TEXT SECTION section start

There’s Support If You’ve Been Out Of Education For A While
Sometimes they make lessons compulsory, or they might just offer them as extracurricular sessions, but either way, if you've been out of education for awhile, or if you've never done a degree level course, you need to attend these sessions.
They will teach you how to do things like structuring assignments.
They'll help you to address the criteria properly and they'll teach you how to reference properly, which is absolutely essential to academic writing.
By the time I started the course in January, I already felt like I was back in the swing of education and also, I hadn't come across anything that made me feel like, hang on a minute, I don't think I can do this after all, or I wasn't expecting it to be like this.
Remote Learning Suited Me Quite Well
My university experience this year has been quite unique because of course, when I started the course, there was another lockdown.
And that meant that I didn't do a single lecture on campus.
And I didn't meet any of my fellow students for five months.
And I still haven't met the tutors in person.
We did everything online, which actually suited me great because it meant that I could do all my studying at home with my little dog on my knee, pretty much like he is now, but other people couldn't really get along with that way of working, they found it very isolating.
They found that they didn't get enough support and it was hard to motivate themselves and they definitely didn't get the full social experience of being at university.
So that was a bit of a shame, but personally, I'd just decided to make the most of things as they were.
I learned on my first degree that I really don't like working to deadlines.
I don't like being under that kind of pressure.
I prefer to work at my own pace and well in advance.
My memory isn't always great.
So I work hard to get things to stick. And also actually I have other things going on in my life, apart from university, which like everyone, I need to balance.
So not everyone works the way I do.
I Found There Was Lots Of Variety With The Course
So this year we've done some anatomy and physiology, which was like going back to biology lessons at school.
And I really enjoyed that. We considered things like what it's like for patients and spent time thinking about their view points.
We discussed ethical issues and we did basic drug calculations.
We learned about pharmacology and we did some clinical skills like CPR.
It was a very varied program and most of this was online and then eventually, they let us loose on the wards.
So Nursing degree courses are 50% theory and 50% placement.
So we spend a lot of time in different settings.
And this is where you really start to see your Nursing skill set develop.
And I can honestly say that I learned something new on every single shift that I did.

TEXT SECTION section end
PROVIDED INFORMATION section start

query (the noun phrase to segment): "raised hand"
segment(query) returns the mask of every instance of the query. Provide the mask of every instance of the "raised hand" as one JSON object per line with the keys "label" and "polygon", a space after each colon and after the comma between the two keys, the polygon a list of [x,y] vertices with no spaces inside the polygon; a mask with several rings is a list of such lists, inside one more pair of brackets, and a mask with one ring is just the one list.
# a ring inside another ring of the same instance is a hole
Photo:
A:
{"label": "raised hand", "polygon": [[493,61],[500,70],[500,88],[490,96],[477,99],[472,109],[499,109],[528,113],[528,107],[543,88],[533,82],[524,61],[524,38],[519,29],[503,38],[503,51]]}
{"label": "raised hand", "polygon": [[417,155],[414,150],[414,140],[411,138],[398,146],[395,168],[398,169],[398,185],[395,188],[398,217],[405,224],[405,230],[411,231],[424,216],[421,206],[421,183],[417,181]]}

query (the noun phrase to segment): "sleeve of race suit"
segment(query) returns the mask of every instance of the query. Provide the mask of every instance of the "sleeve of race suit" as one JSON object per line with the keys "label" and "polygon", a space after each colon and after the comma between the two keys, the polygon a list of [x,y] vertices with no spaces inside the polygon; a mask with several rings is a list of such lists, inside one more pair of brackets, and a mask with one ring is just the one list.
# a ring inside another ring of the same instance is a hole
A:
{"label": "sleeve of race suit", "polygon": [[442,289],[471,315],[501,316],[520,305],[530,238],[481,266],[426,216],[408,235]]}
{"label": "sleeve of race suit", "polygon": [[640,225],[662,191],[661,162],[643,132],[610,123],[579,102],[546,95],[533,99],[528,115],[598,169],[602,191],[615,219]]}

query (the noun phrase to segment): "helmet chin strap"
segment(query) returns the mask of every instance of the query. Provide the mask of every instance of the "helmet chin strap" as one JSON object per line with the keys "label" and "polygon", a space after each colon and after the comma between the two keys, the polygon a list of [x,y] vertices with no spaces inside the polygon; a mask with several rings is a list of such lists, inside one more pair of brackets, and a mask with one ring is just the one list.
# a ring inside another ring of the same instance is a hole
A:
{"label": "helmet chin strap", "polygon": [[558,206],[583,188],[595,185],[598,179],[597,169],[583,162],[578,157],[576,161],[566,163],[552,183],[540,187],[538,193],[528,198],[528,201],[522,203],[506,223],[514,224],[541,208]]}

PROVIDED INFORMATION section end

> DIRECTIONS:
Using the account of the first year of a nursing degree, answer these:
1. For how long did the writer not meet any fellow students?
2. How do Nursing degree courses divide their time between theory and placement?
3. In which month did the writer start the course?
Draw only on the text for what comes next, not on the records.

> OUTPUT:
1. Five months.
2. 50% theory and 50% placement.
3. January.